*EXERCISE OBJECTIVE:*
Pull out every line of the records below that contains the string "police", matching case exactly.

□ □ □ □

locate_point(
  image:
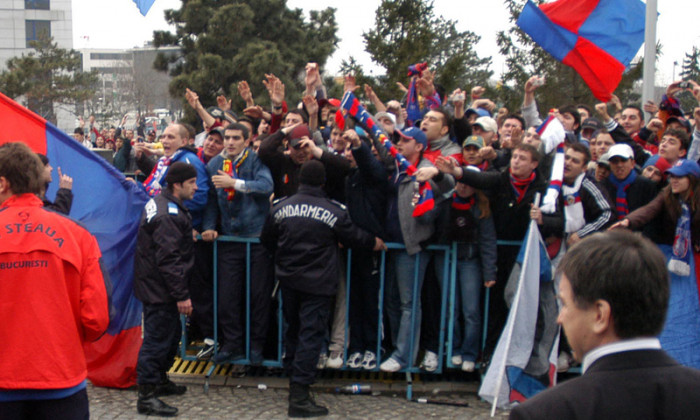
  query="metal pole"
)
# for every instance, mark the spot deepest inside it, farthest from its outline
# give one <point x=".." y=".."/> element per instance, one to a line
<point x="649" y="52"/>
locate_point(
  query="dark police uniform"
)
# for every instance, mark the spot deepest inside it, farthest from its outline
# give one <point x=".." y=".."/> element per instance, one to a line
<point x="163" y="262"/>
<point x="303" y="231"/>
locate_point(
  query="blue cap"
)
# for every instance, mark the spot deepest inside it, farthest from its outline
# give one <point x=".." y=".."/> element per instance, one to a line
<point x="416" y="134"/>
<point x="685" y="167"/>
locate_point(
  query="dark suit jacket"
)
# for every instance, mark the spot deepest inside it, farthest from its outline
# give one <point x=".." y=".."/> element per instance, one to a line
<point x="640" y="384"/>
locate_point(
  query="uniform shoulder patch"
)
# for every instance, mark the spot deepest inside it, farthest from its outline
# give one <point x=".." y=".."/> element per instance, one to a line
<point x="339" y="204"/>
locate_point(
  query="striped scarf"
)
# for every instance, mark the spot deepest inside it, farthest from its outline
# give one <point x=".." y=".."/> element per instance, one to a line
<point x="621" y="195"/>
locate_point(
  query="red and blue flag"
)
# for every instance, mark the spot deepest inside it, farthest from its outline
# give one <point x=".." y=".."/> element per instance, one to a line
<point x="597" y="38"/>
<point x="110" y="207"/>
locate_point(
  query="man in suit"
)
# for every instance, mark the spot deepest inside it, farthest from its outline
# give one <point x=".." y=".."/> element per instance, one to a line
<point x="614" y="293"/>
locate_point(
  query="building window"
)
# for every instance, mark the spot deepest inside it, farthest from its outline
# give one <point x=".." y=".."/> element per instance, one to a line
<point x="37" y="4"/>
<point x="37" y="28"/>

□ □ □ □

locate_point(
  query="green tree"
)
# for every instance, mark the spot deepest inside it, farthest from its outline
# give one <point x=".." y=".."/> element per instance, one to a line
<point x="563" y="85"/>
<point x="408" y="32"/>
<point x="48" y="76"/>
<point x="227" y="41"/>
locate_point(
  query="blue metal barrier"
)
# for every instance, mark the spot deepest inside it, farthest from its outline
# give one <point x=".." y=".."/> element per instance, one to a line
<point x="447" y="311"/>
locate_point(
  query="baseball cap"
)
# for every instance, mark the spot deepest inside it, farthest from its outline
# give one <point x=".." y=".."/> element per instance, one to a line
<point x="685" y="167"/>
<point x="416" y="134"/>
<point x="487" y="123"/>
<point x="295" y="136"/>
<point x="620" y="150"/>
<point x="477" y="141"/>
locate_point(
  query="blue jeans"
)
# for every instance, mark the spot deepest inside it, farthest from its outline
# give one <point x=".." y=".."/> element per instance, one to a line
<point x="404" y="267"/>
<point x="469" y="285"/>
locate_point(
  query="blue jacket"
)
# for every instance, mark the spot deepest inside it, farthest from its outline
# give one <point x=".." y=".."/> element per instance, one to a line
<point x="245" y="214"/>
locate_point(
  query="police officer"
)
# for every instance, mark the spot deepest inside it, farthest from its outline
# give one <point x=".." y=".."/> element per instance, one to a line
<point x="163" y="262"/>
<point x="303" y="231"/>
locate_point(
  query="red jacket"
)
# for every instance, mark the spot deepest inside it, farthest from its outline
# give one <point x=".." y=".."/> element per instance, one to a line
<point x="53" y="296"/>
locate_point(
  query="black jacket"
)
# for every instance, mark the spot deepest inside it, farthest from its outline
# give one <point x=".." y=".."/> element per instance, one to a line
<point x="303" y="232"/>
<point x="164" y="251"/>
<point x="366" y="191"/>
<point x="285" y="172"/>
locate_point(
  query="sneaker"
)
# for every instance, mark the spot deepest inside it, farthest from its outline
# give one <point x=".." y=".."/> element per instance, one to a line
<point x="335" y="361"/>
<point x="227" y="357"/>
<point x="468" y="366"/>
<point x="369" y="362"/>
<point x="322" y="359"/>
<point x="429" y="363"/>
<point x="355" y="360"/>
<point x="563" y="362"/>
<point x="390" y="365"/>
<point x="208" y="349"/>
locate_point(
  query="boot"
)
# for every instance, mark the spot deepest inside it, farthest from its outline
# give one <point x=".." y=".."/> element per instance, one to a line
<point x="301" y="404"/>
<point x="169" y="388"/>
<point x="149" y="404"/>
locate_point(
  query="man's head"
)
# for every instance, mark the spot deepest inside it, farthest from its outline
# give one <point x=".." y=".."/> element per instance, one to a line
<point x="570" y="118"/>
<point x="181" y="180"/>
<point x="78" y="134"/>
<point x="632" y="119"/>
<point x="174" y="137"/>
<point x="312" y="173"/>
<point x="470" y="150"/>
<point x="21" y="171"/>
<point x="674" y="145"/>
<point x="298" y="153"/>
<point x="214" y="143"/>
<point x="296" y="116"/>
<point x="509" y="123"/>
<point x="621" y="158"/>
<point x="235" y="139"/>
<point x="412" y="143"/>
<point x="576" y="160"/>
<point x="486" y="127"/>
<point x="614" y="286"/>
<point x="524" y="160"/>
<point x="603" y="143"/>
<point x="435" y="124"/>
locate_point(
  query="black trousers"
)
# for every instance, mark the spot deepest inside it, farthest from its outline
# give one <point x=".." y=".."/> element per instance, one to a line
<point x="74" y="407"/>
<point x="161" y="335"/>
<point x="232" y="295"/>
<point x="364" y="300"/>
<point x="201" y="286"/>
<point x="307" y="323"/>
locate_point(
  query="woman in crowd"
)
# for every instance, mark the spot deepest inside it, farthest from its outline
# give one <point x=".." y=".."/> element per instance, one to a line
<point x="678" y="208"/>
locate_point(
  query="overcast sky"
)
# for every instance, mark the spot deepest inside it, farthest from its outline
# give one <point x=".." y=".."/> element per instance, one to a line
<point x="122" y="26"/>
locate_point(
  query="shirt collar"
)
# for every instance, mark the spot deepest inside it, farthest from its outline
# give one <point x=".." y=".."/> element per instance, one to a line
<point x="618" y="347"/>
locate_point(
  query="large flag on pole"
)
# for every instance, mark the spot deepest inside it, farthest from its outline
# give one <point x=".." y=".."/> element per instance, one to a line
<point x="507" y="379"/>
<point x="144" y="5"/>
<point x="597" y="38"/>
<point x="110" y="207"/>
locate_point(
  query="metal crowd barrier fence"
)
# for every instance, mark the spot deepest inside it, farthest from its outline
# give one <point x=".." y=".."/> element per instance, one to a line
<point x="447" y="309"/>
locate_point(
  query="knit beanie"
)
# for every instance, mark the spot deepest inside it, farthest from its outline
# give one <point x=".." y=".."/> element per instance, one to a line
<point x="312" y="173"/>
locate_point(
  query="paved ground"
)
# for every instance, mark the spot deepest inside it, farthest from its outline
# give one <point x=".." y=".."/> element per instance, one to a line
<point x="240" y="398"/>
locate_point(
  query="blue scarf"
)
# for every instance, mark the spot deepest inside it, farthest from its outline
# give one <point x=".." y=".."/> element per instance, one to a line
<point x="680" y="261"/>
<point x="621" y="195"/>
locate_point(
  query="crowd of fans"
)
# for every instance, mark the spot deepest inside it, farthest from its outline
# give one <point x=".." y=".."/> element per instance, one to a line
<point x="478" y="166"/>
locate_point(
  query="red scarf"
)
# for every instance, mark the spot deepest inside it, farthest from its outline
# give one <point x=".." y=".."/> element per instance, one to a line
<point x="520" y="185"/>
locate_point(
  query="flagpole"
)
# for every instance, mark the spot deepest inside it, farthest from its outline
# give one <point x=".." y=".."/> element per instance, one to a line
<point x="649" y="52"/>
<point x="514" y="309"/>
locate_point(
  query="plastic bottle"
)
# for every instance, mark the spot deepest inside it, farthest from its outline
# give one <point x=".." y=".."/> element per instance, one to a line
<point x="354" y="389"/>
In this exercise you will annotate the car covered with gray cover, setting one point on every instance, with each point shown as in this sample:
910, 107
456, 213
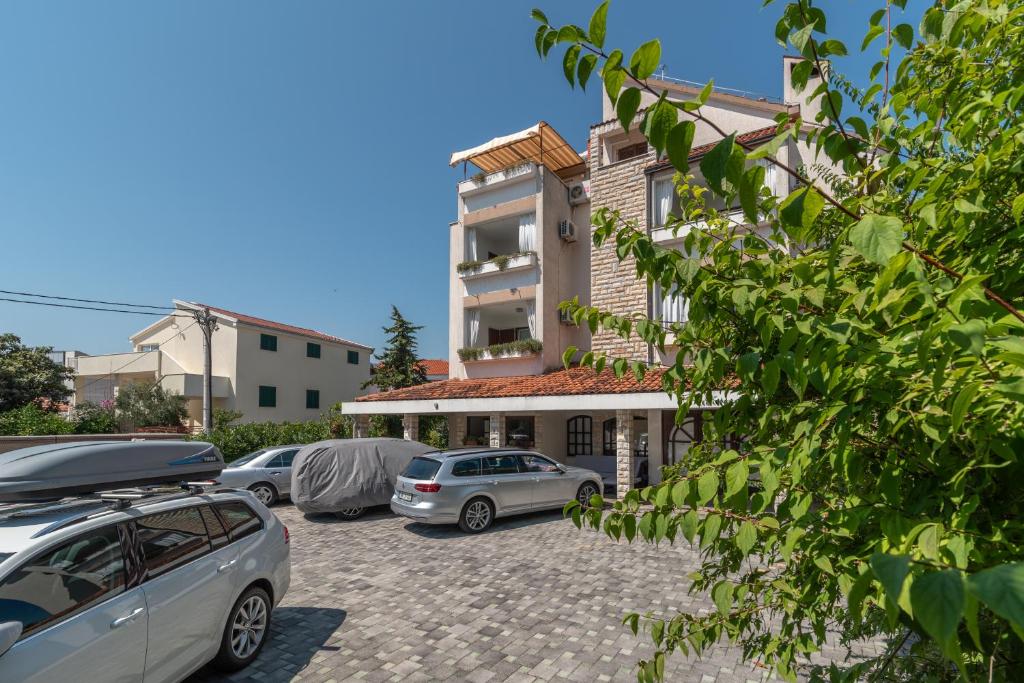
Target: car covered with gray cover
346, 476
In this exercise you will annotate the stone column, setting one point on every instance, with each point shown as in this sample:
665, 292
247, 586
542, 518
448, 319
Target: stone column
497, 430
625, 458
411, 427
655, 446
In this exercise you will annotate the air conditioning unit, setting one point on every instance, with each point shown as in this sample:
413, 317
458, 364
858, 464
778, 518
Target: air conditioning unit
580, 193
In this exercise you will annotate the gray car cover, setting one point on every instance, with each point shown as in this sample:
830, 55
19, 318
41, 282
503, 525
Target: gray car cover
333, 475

□ □ □ □

*ANSWER TO THE EXERCISE:*
  query="dark police uniform"
  query="police officer"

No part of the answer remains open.